**WHAT YOU WILL DO**
Your job is to retype all of the data word for word, leaving every image out.

◇ ◇ ◇

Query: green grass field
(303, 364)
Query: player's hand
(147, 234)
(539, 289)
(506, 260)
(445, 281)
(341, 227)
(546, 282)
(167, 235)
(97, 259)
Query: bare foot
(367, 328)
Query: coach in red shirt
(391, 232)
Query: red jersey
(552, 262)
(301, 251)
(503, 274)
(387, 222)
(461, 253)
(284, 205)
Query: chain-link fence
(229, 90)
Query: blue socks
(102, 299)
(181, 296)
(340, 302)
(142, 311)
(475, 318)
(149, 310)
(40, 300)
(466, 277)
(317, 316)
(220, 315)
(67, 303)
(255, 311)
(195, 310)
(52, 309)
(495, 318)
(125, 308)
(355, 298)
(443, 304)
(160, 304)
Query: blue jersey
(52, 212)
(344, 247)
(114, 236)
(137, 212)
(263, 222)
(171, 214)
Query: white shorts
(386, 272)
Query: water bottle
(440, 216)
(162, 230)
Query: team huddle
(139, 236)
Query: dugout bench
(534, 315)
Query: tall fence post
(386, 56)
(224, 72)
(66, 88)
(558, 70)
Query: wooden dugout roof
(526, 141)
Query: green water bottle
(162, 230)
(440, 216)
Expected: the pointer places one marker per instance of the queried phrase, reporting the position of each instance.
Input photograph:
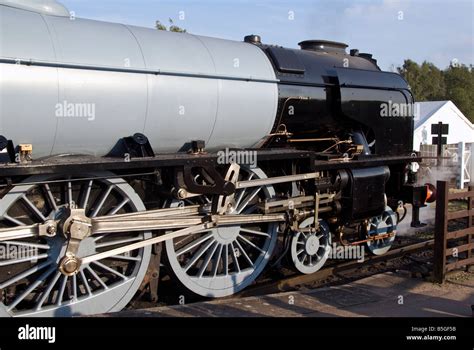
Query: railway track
(338, 269)
(335, 273)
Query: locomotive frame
(329, 167)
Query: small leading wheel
(385, 224)
(223, 261)
(310, 250)
(30, 281)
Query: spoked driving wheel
(383, 225)
(30, 280)
(310, 250)
(222, 261)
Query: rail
(453, 249)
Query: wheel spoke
(226, 260)
(118, 207)
(207, 259)
(118, 241)
(86, 284)
(74, 288)
(234, 257)
(247, 200)
(62, 288)
(69, 193)
(97, 278)
(105, 267)
(126, 258)
(194, 244)
(217, 260)
(251, 244)
(197, 255)
(255, 232)
(48, 290)
(25, 274)
(102, 201)
(244, 252)
(32, 287)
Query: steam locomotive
(127, 150)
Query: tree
(426, 81)
(429, 83)
(172, 27)
(460, 88)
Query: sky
(392, 30)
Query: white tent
(428, 113)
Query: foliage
(429, 83)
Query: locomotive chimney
(323, 46)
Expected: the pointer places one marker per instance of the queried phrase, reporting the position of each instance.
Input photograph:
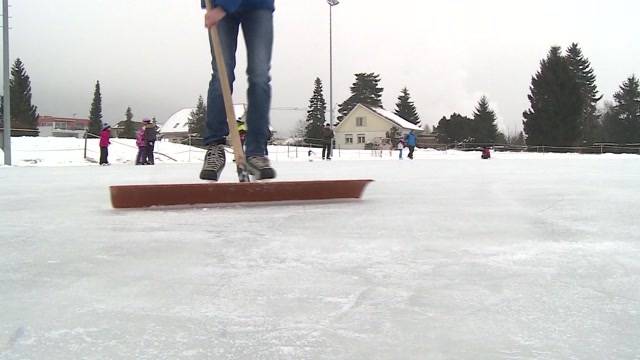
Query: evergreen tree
(95, 114)
(556, 104)
(455, 129)
(24, 115)
(622, 121)
(484, 123)
(315, 115)
(197, 118)
(590, 126)
(365, 91)
(406, 109)
(128, 126)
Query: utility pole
(331, 3)
(7, 88)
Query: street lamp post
(7, 90)
(331, 3)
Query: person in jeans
(256, 19)
(411, 141)
(149, 136)
(105, 135)
(327, 141)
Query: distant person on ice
(400, 148)
(105, 135)
(327, 141)
(411, 140)
(256, 19)
(150, 136)
(141, 147)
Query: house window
(348, 139)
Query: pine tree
(406, 109)
(484, 122)
(590, 126)
(197, 118)
(315, 115)
(556, 104)
(24, 115)
(365, 91)
(455, 129)
(622, 121)
(128, 128)
(95, 114)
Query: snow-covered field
(524, 256)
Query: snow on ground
(446, 257)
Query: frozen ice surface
(446, 257)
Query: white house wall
(376, 127)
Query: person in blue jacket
(255, 17)
(410, 141)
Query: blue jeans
(257, 28)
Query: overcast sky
(154, 55)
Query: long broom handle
(238, 151)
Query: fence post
(85, 144)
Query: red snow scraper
(140, 196)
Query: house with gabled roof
(176, 128)
(366, 124)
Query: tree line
(24, 114)
(563, 110)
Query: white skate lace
(259, 162)
(214, 158)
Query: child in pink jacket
(105, 134)
(140, 159)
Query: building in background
(176, 128)
(62, 127)
(369, 125)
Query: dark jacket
(327, 135)
(231, 6)
(410, 139)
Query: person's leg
(150, 158)
(216, 127)
(257, 28)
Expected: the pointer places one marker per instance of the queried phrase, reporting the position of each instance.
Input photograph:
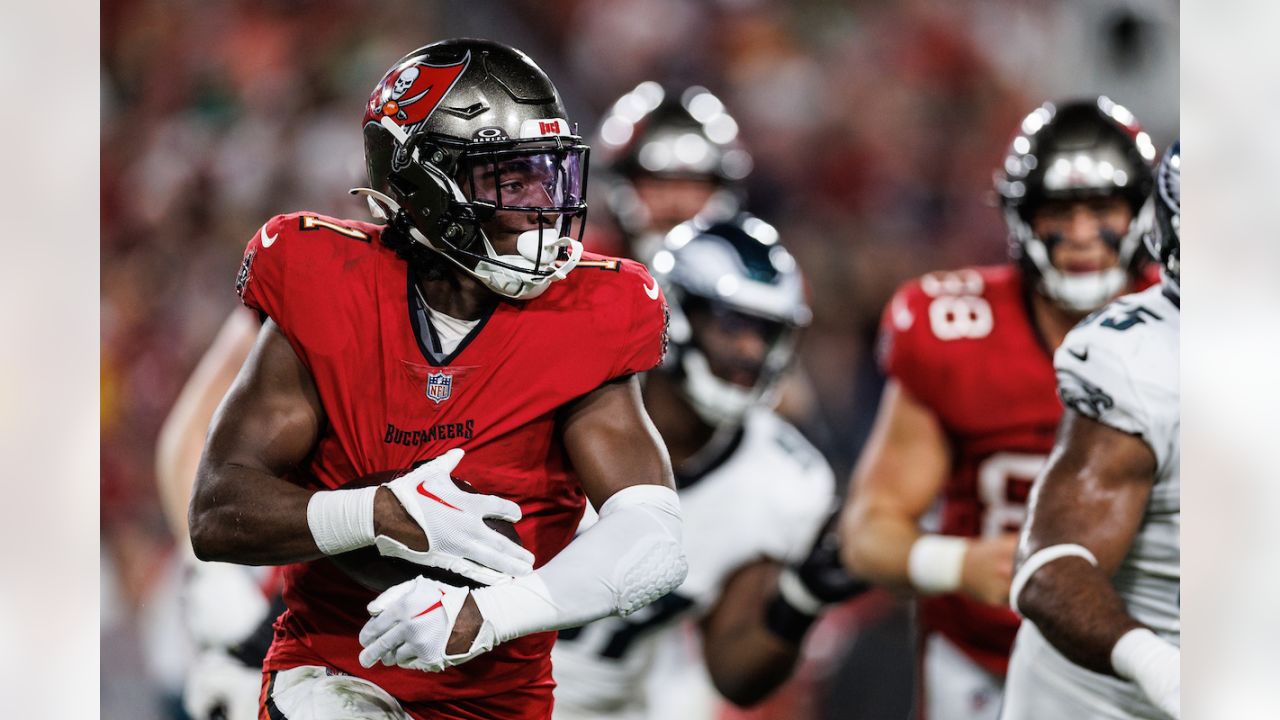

◇ ◇ ◇

**ANSWER SECTION**
Query: green grass field
(303, 364)
Query: player's hand
(147, 234)
(539, 289)
(506, 260)
(445, 281)
(341, 227)
(546, 282)
(167, 235)
(97, 259)
Query: bare foot
(367, 328)
Query: coach in red shirt
(391, 232)
Query: red jersey
(552, 262)
(301, 251)
(503, 274)
(387, 222)
(461, 253)
(284, 205)
Query: chain-link fence
(229, 90)
Query: blue socks
(102, 299)
(181, 296)
(340, 302)
(142, 311)
(475, 318)
(149, 310)
(40, 300)
(466, 277)
(317, 316)
(220, 315)
(67, 303)
(255, 311)
(195, 310)
(52, 309)
(495, 318)
(125, 308)
(355, 298)
(443, 304)
(160, 304)
Query: blue jersey
(52, 212)
(344, 247)
(114, 236)
(137, 212)
(263, 222)
(171, 214)
Query: white shorts
(386, 272)
Query: water bottle
(440, 216)
(162, 230)
Query: team huddle
(139, 236)
Query: dugout bench
(534, 315)
Query: tall fence post
(386, 56)
(224, 72)
(66, 88)
(558, 70)
Query: wooden dugout roof
(526, 141)
Query: green water bottle
(162, 230)
(440, 216)
Expected: the pointer places one marker per instance of the queried phrase, reporting the position of each instance.
Input photograph:
Query: railway track
(338, 269)
(335, 273)
Query: locomotive frame
(329, 167)
Query: small leading wheel
(385, 224)
(223, 261)
(310, 250)
(30, 281)
Query: spoked driving wheel
(383, 225)
(30, 280)
(310, 250)
(222, 261)
Query: rail
(453, 249)
Query: wheel spoke
(226, 260)
(118, 207)
(207, 259)
(118, 241)
(86, 284)
(74, 288)
(234, 257)
(247, 200)
(62, 288)
(69, 193)
(97, 278)
(105, 267)
(126, 258)
(194, 244)
(217, 260)
(251, 244)
(197, 255)
(255, 232)
(48, 290)
(25, 274)
(102, 201)
(244, 252)
(32, 287)
Query: steam locomotive
(127, 150)
Query: tree
(426, 81)
(429, 83)
(172, 27)
(460, 88)
Query: sky
(392, 30)
Query: white tent
(428, 113)
Query: foliage
(429, 83)
Query: locomotive chimney
(323, 46)
Expected: the pointer places one marker per instance of the queried phrase, reporting the position of each instance.
Input photograph:
Query: evergreen tree
(95, 114)
(556, 104)
(455, 129)
(24, 115)
(622, 121)
(484, 123)
(315, 115)
(197, 118)
(590, 126)
(365, 91)
(406, 109)
(128, 126)
Query: utility pole
(331, 3)
(7, 88)
Query: street lamp post
(7, 90)
(331, 3)
Query: person in jeans
(256, 19)
(411, 141)
(149, 136)
(105, 135)
(327, 141)
Query: distant person on ice
(400, 148)
(105, 135)
(327, 141)
(411, 140)
(256, 19)
(150, 136)
(141, 147)
Query: house window
(348, 139)
Query: pine tree
(406, 109)
(484, 122)
(590, 126)
(197, 118)
(315, 115)
(556, 104)
(24, 115)
(365, 91)
(455, 129)
(622, 121)
(128, 128)
(95, 114)
Query: snow-covered field
(524, 256)
Query: snow on ground
(446, 257)
Query: frozen ice surface
(446, 257)
Query: white house wall
(376, 127)
Query: person in blue jacket
(255, 17)
(410, 141)
Query: blue jeans
(257, 28)
Query: overcast sky
(154, 55)
Query: long broom handle
(238, 151)
Query: fence post
(85, 144)
Query: red snow scraper
(140, 196)
Query: house with gabled roof
(176, 128)
(366, 124)
Query: tree line
(24, 114)
(563, 110)
Query: white skate lace
(259, 162)
(214, 158)
Query: child in pink jacket
(105, 134)
(140, 159)
Query: building in background
(176, 128)
(62, 127)
(369, 125)
Query: dark jacket
(327, 135)
(231, 6)
(410, 139)
Query: person's leg
(150, 158)
(216, 127)
(257, 28)
Expected: the pointer places one marker per instance of the queried phrase, reporting the position of each instance.
Input photograph:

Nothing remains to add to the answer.